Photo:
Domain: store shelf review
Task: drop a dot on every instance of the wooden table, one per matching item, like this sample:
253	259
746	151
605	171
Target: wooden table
┄┄┄┄┄┄┄┄┄┄
=== DESCRIPTION OF THE TASK ===
Find every line in the data above that contains the word "wooden" and copy each of those lines. Case matters.

=== SOLUTION TO THIS EXERCISE ===
Task: drop a dot on every instance of the wooden table, one per matching item, like this sample:
Target: wooden table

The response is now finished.